# ts1 bronze bar bred to indigo bar archangels



## chinbunny (Mar 1, 2010)

This is a mother and son pair. Dad is a indigo bar blue wing. Mom is a ts1 bar blue wing. Got a baby out of them today. if it makes it adulthood, there would be a pretty good chance of it being a ts1 bar, or a white bar correct? 

to give a general idea of whats in their background, the Modena colored stencil bird in this thread, is the dad(of mom), grandfather(of the indigo bar), and great grandfather of the baby. 

http://www.pigeons.biz/forums/f41/a...nd-dove-colors-43791.html?highlight=archangel


----------



## rudolph.est (May 14, 2009)

The chances are slim that you will get a pure white bar without the full TS complex, one of which is the dominant bronzing factor TS1. I don't know if your pair has that...

• Direction A:
Express everything in the listing from the line containing "Batch job #47 — class: metal" down to the line containing "262;302;421;474" as a Markdown table, skipping blank lines. Use the columns Row, for the row number, and Line, for the line.
• Direction B:
Continue the pigeon-breeding thread from where it stops.

• Material for the task:
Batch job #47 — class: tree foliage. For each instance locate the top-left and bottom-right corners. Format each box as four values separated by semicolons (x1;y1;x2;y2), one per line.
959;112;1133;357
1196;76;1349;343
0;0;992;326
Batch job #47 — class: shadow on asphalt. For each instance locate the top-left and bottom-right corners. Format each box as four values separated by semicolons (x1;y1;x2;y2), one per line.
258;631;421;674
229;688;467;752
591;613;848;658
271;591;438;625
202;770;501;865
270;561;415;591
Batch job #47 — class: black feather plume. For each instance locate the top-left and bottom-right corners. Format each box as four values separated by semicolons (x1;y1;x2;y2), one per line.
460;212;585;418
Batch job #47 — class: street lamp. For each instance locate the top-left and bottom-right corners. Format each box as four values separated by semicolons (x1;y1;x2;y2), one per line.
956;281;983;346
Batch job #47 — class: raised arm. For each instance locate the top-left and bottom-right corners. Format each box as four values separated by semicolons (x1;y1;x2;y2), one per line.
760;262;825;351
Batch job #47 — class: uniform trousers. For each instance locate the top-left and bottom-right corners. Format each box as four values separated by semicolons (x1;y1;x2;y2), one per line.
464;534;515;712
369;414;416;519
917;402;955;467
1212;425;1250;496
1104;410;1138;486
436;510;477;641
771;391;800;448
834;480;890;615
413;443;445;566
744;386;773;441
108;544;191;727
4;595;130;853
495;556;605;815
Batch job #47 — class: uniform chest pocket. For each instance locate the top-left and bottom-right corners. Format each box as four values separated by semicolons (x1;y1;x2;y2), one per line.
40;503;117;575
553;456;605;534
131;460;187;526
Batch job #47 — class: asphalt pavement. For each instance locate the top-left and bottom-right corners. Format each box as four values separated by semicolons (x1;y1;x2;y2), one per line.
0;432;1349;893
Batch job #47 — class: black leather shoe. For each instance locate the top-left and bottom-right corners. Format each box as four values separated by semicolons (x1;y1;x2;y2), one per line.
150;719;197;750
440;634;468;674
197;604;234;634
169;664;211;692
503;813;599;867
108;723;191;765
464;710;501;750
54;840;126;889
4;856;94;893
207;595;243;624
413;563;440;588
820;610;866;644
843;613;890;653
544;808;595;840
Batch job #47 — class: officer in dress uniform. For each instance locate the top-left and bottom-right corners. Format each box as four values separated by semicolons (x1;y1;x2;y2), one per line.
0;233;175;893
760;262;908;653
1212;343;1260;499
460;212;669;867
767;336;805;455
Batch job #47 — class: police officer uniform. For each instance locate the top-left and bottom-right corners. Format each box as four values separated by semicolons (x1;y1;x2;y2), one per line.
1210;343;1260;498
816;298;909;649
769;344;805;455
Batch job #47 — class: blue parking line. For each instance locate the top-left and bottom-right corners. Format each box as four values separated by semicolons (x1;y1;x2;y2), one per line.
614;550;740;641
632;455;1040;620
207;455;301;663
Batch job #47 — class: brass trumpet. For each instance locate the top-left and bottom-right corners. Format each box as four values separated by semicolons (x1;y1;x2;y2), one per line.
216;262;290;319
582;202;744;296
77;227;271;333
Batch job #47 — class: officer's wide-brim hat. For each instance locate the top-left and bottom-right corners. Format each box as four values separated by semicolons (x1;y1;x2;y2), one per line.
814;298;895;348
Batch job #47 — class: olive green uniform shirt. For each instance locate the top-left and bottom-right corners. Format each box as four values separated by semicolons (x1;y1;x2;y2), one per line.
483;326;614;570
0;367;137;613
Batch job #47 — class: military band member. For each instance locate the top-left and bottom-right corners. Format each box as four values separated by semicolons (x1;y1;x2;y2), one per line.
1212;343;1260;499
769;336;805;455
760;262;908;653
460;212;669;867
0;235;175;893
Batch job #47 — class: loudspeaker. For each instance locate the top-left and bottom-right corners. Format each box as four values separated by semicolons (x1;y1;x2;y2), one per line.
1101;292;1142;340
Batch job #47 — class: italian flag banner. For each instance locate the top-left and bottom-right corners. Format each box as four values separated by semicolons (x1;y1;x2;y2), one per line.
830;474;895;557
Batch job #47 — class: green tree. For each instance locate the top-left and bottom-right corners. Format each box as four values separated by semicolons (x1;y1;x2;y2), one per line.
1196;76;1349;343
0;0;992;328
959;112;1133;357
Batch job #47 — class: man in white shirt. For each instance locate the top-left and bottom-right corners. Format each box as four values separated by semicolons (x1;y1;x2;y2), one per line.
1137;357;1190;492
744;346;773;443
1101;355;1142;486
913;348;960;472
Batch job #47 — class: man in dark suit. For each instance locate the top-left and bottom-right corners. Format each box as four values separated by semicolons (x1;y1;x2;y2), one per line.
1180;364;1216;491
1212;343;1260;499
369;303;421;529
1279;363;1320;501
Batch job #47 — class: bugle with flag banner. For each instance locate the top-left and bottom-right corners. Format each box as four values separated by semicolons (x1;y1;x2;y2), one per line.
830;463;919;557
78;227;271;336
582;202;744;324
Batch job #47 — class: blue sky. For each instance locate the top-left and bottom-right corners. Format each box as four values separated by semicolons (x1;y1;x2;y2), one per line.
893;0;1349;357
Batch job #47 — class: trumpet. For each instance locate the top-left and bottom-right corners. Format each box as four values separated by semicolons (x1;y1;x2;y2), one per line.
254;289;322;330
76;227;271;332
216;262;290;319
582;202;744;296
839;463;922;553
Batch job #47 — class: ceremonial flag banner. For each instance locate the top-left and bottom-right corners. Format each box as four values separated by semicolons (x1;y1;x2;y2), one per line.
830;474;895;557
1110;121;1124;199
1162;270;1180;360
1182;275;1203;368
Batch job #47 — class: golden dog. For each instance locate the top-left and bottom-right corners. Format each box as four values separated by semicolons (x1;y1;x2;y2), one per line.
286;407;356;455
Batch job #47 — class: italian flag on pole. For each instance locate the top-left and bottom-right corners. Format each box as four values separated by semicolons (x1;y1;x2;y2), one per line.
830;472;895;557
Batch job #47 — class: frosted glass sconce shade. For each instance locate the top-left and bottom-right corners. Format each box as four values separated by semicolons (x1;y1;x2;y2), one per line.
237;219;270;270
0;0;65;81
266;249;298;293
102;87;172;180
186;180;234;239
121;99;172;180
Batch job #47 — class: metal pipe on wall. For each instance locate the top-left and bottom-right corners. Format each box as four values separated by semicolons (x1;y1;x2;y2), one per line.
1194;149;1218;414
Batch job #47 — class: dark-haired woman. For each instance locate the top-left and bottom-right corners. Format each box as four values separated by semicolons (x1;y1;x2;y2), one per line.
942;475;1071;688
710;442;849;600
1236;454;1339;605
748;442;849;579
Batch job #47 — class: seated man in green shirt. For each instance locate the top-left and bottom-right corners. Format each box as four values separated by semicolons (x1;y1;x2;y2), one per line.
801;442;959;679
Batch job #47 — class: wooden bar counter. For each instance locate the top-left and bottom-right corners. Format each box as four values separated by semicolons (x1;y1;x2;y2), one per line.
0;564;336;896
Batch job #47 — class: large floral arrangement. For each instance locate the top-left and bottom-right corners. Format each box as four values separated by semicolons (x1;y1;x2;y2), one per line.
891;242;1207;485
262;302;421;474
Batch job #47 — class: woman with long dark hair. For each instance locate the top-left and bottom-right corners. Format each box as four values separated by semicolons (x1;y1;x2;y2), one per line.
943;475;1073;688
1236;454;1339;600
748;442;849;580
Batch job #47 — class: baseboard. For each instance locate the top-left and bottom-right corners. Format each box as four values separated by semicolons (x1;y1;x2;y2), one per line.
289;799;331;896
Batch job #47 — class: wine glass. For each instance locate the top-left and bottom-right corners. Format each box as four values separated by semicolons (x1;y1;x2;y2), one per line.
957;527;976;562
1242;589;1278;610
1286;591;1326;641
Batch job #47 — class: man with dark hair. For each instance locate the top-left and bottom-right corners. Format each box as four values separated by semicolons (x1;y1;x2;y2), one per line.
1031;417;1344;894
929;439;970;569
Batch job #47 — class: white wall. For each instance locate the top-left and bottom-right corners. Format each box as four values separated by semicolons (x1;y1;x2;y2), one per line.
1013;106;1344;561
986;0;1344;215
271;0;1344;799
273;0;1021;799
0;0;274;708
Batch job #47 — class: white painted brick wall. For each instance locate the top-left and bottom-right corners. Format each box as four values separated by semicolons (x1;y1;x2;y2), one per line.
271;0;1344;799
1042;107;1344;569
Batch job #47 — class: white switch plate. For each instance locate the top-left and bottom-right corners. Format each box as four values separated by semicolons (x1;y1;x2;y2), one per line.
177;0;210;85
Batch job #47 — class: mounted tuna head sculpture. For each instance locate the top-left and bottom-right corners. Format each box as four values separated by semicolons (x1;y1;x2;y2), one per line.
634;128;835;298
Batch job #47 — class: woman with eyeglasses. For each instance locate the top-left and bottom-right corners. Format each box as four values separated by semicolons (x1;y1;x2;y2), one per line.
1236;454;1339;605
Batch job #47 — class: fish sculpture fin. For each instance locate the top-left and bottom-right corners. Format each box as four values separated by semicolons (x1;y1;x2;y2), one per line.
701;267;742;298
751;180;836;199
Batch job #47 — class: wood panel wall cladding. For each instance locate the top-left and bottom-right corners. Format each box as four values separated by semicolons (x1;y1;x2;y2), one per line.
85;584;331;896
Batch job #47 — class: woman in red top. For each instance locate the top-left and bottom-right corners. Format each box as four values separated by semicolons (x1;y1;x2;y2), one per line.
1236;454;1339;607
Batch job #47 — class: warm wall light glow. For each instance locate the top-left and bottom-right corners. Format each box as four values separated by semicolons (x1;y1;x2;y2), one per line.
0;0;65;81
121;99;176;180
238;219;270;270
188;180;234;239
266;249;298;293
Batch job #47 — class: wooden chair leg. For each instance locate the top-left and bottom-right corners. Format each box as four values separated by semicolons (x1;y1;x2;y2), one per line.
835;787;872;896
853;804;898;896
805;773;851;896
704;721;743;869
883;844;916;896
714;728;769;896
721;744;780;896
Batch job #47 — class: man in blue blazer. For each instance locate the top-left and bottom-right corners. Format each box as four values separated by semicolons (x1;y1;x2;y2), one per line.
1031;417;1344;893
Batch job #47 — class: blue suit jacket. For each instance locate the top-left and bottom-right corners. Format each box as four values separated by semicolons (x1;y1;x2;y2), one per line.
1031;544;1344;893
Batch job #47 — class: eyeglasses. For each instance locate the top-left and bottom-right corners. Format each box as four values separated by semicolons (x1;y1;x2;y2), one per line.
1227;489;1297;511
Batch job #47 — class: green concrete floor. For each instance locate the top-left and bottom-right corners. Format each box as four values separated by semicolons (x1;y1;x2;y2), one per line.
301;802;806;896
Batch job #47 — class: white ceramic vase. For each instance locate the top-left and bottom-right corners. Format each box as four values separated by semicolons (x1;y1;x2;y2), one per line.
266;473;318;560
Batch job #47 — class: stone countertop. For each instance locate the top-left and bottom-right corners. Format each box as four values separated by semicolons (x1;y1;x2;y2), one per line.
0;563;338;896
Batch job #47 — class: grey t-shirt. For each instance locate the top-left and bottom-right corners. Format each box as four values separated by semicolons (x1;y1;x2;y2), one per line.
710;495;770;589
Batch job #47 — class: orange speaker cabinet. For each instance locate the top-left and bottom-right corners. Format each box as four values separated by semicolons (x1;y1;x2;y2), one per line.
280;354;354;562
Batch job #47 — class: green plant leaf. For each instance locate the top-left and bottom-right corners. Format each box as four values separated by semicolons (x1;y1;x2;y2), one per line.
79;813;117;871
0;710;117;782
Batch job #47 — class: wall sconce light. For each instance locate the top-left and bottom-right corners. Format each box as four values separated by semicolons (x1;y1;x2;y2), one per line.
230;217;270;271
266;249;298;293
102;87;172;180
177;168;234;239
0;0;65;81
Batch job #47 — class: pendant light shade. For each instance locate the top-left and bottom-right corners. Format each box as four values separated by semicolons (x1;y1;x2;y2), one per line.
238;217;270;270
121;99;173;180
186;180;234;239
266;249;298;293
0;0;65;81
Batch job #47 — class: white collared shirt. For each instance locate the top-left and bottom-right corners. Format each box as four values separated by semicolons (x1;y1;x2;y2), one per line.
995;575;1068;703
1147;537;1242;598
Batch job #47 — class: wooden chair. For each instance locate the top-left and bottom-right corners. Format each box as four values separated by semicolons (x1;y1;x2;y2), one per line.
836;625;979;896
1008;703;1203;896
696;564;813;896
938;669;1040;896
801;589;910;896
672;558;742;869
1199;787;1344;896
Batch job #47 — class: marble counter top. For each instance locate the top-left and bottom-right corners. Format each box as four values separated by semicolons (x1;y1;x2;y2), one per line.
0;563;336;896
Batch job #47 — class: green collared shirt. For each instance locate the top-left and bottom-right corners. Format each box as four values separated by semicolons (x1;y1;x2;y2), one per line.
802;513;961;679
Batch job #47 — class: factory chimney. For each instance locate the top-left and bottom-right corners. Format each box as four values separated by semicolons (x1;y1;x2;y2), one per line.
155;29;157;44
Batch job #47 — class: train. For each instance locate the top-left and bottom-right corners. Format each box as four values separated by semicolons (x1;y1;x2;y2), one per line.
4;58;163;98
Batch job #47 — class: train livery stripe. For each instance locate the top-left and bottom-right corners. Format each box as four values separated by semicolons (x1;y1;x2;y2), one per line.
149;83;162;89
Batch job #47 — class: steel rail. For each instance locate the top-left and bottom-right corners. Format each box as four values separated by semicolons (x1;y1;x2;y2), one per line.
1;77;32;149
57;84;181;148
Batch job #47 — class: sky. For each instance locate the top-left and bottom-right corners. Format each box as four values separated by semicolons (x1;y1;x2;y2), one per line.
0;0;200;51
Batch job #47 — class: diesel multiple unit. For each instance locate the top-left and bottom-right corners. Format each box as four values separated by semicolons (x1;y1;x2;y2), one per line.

• Response A:
| Row | Line |
|---|---|
| 1 | Batch job #47 — class: metal pipe on wall. For each instance locate the top-left and bottom-right corners. Format each box as four values separated by semicolons (x1;y1;x2;y2), one per line. |
| 2 | 1194;149;1218;414 |
| 3 | Batch job #47 — class: dark-haired woman. For each instance locate the top-left and bottom-right corners. Format each box as four values separated by semicolons (x1;y1;x2;y2), one per line. |
| 4 | 942;475;1071;688 |
| 5 | 710;442;849;600 |
| 6 | 1236;454;1339;605 |
| 7 | 748;442;849;579 |
| 8 | Batch job #47 — class: seated man in green shirt. For each instance locate the top-left and bottom-right corners. Format each box as four values separated by semicolons (x1;y1;x2;y2), one per line. |
| 9 | 801;442;959;679 |
| 10 | Batch job #47 — class: wooden bar counter. For each instance locate the top-left and bottom-right corners. Format each box as four values separated by semicolons (x1;y1;x2;y2), one per line. |
| 11 | 0;564;336;896 |
| 12 | Batch job #47 — class: large floral arrangement. For each instance locate the top-left and bottom-right corners. Format each box as four values separated by semicolons (x1;y1;x2;y2), one per line. |
| 13 | 891;242;1207;485 |
| 14 | 262;302;421;474 |

• Response B:
Posting pictures separately might help.


----------



## chinbunny (Mar 1, 2010)

Momma is the ts1 bronze bar, in this thread. I bred her to her baby in the first picture below her. That one molted to indigo bar. id get a recent picture of him, but he's really grumpy right and not very happy with me messing with his baby. lol.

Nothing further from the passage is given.